:: INPUT DATA ::
● ● ● ● ● ● ●

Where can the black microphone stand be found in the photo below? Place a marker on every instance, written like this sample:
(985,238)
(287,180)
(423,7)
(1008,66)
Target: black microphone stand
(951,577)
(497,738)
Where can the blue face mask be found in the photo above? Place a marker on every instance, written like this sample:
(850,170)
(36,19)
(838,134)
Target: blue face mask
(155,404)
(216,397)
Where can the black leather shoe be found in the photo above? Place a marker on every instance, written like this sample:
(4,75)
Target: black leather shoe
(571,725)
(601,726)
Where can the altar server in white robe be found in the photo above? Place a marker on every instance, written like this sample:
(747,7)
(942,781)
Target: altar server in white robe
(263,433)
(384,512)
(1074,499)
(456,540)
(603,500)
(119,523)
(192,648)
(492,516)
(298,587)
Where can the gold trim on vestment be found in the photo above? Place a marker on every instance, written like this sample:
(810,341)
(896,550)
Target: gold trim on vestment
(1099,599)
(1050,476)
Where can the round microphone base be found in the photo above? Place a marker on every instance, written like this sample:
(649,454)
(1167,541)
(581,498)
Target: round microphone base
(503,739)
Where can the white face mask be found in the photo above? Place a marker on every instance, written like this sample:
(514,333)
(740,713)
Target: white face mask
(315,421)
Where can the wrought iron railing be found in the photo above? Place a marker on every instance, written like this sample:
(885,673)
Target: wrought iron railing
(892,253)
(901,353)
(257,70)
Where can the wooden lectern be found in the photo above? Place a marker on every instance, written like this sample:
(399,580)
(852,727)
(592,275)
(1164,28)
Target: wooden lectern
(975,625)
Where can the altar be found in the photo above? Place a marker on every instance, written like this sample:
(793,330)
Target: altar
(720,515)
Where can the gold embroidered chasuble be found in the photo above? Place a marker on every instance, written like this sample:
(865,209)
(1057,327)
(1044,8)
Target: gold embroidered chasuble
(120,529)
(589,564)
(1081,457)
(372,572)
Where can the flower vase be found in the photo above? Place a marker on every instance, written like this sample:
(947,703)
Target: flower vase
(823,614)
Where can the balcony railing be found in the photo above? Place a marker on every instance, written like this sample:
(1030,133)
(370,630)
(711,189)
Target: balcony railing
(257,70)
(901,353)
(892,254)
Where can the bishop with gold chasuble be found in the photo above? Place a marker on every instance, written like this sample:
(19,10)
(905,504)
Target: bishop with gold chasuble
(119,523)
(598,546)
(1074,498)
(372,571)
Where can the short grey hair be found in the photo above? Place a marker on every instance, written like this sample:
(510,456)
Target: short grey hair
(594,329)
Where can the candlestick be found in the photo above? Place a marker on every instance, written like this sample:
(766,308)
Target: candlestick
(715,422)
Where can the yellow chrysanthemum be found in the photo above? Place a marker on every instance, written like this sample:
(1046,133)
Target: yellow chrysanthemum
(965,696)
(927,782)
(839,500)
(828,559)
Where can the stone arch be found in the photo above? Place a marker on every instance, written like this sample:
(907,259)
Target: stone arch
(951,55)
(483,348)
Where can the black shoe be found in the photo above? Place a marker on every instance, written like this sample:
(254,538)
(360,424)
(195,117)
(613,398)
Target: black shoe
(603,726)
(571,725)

● ● ● ● ● ● ●

:: REQUIREMENTS ::
Repeat all of the records above with each "marker" swapped for "dot", keeping everything else unchanged.

:: THE OUTPUT ::
Where can the black microphone stand be found in the photo below? Place a dot on every instance, written like this sample:
(985,238)
(287,180)
(423,7)
(1008,66)
Target: black microphone stand
(951,577)
(497,738)
Where can the blue face mask be found in the photo above? Place a dot on every instance, written like this sample:
(850,170)
(36,19)
(838,134)
Target: blue face mask
(155,404)
(216,397)
Where can the black leather shoe be found in the photo above? Place a dot on every instance, written like this sample:
(4,75)
Target: black leather shoe
(571,725)
(601,726)
Where can the altar server in white robe be found in the photo above? Place a dot on every instance, written like this sample:
(747,7)
(942,781)
Target: altar server in white robe
(263,433)
(384,512)
(1074,499)
(456,540)
(603,500)
(119,523)
(192,648)
(492,516)
(298,587)
Where can the gold trim on vestment be found in the photo above? Place a dot on every instance, written like this sample:
(810,341)
(896,550)
Target: gold trim on vestment
(1099,599)
(1050,476)
Where can the round microphone base be found in the photo above? Place a dot on every instance, written like this sample:
(649,454)
(1167,541)
(581,498)
Target: round microphone base
(503,739)
Where can the white face mask be found in the photo above? Place a dot on every instance, written like this sample:
(514,333)
(740,713)
Target: white face mask
(315,421)
Where can the wrought iron railing be found in the photo above? Place a dot on every instance, written like this sample:
(885,673)
Target: wrought iron railing
(892,253)
(901,353)
(257,70)
Where can the wooden lectern be found in the photo above? Place a dot on every instance, written like this sample:
(399,580)
(852,727)
(592,275)
(1164,28)
Target: wooden lectern
(975,625)
Where can the altar be found in the photo above? Place a dot on every instance, written like this sample:
(793,330)
Target: altar
(720,515)
Where can the gold embroidered chasuble be found in the photo above? Place a dot on every instance, written like this sample:
(865,209)
(1057,327)
(1044,8)
Target: gold embroidered chasuble
(120,529)
(589,564)
(1081,457)
(372,572)
Where can the flower vase be found in the photo above? Place a dot on every instance, written like this sample:
(947,703)
Target: flower vase
(823,614)
Where can the balcony railing be found in the photo above? Place a dot on every instance, written like this sample:
(1030,133)
(370,630)
(711,189)
Target: balcony railing
(257,70)
(901,353)
(892,254)
Where can the bishop with gold chasuble be found in the photo above? Place a dot on every instance, written like this sample:
(19,10)
(905,504)
Target: bishop with gold chasuble
(119,523)
(598,546)
(1074,498)
(372,571)
Where can the short grey hair be found in the photo above? Place a dot on every instance, written like this sample:
(510,456)
Target: short grey hair
(594,329)
Where can the candlestick be found in the photo above? Place a dot on every instance, written like this sample:
(766,308)
Target: candlestick
(715,422)
Where can the yellow chrysanthemum be found in the photo above? Place a dot on every instance, written like this sample:
(1046,133)
Target: yellow chrysanthemum
(965,696)
(927,782)
(839,500)
(828,559)
Where can the stone arch be found in the photo above? Place a dot on every instance, written like this sample:
(907,259)
Target: stone arch
(951,55)
(483,348)
Where can the black shoe be found in the photo above? Place a dot on every instance, written like this sample:
(254,538)
(360,424)
(195,117)
(613,398)
Target: black shoe
(603,726)
(571,725)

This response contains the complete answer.